The Application Workshop
The Waterline Lab takes the six diagnostic lenses from Beneath the Waterline and puts them to work on your organisation's real recurring patterns. No designed puzzles. No simulated encounters. Your actual friction. Your real pain. Your system - made visible.
← Follows Beneath the Waterline. Can also stand alone.
See how it works
Two workshops. One diagnostic discipline.
Workshop 1
Six designed encounters that teach your team to see the hidden operating system. Experiential. No lectures. Participants discover - through lived experience - that friction, permission, signals, meaning, visibility, and constraints shape behaviour more than personality or ability.
Output: a diagnostic lens participants can use on Monday. A redesigned artefact.
Learn about Beneath the Waterline →Workshop 2 - you are here
Your team brings its actual recurring problems. Same six lenses. Same diagnostic discipline. Different material: your real friction, your real patterns. Output is a System Visibility Map for 1-3 patterns - not an action plan, but a durable diagnostic artefact you can return to.
Output: a System Visibility Map. A sharper question. Protection against false fixes.
The diagnostic spine
The Waterline Lab follows a single, clean movement. Each phase builds on the last. Nothing is theoretical. Everything works from material the participants bring.
Phase 1
Why familiar fixes - more training, tighter policy, better communication - often leave the underlying pattern untouched.
Phase 2
Participants surface real recurring friction from their own context. Clustered. Named. No solutions yet.
Phase 3
Converting complaint into observable system behaviour. "Understanding is assumed once information has been delivered" - not "people don't listen."
Phase 4
One pattern. Six lenses. Each lens asks a different diagnostic question - revealing what the system must be assuming for the pattern to keep making sense.
Phase 5
Choosing explanatory power over comfort. The best assumptions are slightly uncomfortable - they explain the pattern and implicate the system.
Phase 6
Tracing what the assumption produces over time: normalised behaviour → second-order training → eroded capability → systemic cost.
Phase 7
Separating where the cost is felt from where it is produced. Often, the people feeling the pain are not the people who can change the condition.
Phase 8
Finding the smallest useful interruption point. Naming the tempting response that would miss the system design issue entirely.
Phase 9
A durable artefact the organisation can return to. A sharper question for the next improvement conversation. The six-W carry-out for Monday morning.
The core diagnostic move
This is where the workshop becomes distinctive. A single recurring pattern - "understanding is assumed once information has been delivered" - is run through all six lenses. Each lens reveals a different system assumption. The group selects the one with the greatest explanatory power - not the most comfortable one.
"Understanding is assumed once information has been delivered."
The same six lenses taught in Beneath the Waterline - now applied to your material.
If participants have done Beneath the Waterline, they arrive already fluent in the lenses. The Lab is where they put that fluency to work.
If they haven't, the lenses are introduced lightly in Phase 4 - not as a taxonomy to memorise, but as tools for reading a pattern.
Not an action plan
The Waterline Lab deliberately resists the gravitational pull toward premature action planning. The output is not a list of fixes. It's something more durable.

=-=-=-=-=

> **Your tasks**
A. From the workshop description, reproduce word for word the part that opens with the words containing "The Application Workshop" and closes with "- made visible.".
B. Answer these questions from the workshop description:
(i) How many patterns does the System Visibility Map in Workshop 2 cover?
(ii) In which phase are the lenses introduced lightly for participants who haven't done Beneath the Waterline?
(iii) Which familiar fixes does Phase 1 name as often leaving the underlying pattern untouched?
C. List everything that, according to the workshop description of Workshop 1, participants discover shapes behavior more than personality or ability.

=-=-=-=-=

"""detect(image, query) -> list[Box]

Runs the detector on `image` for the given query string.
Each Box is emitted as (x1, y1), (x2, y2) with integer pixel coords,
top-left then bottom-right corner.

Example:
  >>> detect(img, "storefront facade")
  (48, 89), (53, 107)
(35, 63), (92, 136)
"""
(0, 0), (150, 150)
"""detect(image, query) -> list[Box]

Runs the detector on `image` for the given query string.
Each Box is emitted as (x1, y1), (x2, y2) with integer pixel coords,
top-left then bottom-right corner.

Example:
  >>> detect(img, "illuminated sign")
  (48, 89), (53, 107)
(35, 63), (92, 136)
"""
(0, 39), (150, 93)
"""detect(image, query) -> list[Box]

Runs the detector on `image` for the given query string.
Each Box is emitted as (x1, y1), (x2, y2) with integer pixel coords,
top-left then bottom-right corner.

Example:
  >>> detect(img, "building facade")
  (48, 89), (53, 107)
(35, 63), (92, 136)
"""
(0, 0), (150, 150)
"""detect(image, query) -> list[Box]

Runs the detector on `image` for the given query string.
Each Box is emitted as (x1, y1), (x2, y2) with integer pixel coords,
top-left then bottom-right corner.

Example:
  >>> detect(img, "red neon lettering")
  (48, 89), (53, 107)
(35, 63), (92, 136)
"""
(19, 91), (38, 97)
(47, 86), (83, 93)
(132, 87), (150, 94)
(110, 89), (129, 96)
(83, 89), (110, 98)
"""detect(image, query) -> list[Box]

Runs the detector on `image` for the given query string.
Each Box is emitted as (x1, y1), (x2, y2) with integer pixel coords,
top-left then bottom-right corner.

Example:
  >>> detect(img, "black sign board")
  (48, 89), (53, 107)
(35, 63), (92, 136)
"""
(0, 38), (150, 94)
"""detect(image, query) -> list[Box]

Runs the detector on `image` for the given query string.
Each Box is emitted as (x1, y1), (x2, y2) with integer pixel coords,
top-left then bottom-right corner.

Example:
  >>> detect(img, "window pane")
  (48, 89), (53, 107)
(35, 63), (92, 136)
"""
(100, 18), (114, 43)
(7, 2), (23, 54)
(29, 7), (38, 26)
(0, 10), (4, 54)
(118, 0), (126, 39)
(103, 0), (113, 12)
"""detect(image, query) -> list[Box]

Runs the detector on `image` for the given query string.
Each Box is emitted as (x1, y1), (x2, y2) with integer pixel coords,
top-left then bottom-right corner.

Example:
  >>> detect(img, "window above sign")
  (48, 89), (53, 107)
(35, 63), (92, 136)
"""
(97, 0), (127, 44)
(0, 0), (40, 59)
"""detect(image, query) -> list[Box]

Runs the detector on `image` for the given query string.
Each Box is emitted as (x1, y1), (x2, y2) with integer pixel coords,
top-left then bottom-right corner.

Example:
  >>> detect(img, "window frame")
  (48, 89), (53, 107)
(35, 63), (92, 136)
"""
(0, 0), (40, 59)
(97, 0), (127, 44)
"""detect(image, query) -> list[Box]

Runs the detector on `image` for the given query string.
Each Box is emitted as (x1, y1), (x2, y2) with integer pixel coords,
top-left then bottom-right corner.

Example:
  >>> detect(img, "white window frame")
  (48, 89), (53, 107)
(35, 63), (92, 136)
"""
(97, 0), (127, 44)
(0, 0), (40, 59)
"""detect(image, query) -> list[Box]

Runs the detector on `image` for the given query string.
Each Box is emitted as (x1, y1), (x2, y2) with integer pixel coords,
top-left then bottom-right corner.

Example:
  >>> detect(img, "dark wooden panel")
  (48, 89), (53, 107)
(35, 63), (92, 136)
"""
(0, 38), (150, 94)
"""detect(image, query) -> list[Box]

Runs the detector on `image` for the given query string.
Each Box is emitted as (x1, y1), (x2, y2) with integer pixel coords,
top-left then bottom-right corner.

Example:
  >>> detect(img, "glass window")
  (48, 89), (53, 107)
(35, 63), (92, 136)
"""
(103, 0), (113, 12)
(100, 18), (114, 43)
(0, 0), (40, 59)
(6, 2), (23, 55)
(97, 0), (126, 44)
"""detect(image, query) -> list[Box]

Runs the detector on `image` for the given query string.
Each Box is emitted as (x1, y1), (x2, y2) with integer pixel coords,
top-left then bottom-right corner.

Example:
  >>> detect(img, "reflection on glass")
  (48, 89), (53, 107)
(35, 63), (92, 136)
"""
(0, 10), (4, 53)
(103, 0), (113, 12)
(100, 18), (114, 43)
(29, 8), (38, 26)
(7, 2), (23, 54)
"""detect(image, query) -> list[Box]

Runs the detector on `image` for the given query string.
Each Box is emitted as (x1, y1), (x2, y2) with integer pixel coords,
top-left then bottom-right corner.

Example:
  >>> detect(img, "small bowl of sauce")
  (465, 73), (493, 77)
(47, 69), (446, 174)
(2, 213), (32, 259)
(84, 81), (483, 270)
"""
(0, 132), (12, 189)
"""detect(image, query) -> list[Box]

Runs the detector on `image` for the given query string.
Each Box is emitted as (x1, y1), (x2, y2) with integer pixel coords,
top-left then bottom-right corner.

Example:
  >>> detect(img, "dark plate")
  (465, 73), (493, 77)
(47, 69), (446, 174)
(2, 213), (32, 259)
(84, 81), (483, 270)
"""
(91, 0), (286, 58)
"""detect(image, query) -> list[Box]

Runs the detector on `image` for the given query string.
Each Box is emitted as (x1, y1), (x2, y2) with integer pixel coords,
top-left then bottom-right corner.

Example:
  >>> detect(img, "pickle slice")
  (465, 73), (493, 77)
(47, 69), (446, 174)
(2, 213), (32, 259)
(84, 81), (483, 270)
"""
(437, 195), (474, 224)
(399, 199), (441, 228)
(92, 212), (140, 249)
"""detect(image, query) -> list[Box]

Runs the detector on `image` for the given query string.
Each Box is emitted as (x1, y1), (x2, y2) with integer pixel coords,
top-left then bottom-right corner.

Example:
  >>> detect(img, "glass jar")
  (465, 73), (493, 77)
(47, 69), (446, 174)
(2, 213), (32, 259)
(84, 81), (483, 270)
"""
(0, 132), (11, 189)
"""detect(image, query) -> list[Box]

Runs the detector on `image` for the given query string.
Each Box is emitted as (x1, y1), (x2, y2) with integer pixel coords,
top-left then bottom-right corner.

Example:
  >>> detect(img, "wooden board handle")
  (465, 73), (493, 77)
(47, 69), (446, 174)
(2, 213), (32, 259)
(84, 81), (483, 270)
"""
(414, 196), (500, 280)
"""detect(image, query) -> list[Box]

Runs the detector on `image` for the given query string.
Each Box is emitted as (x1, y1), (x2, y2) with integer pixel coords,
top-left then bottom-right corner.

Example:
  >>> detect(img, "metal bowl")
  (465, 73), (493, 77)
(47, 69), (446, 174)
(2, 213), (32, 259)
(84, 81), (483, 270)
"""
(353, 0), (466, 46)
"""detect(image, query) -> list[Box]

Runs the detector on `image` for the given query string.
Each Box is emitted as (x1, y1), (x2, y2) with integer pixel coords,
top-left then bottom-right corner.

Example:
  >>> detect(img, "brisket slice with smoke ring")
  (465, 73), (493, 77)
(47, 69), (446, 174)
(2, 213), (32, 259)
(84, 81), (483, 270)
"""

=-=-=-=-=

> **Task answers**
A.
The Application Workshop
The Waterline Lab takes the six diagnostic lenses from Beneath the Waterline and puts them to work on your organisation's real recurring patterns. No designed puzzles. No simulated encounters. Your actual friction. Your real pain. Your system - made visible.

B.
(i) 1-3 patterns.
(ii) Phase 4.
(iii) More training, tighter policy, and better communication.

C. friction, permission, signals, meaning, visibility, constraints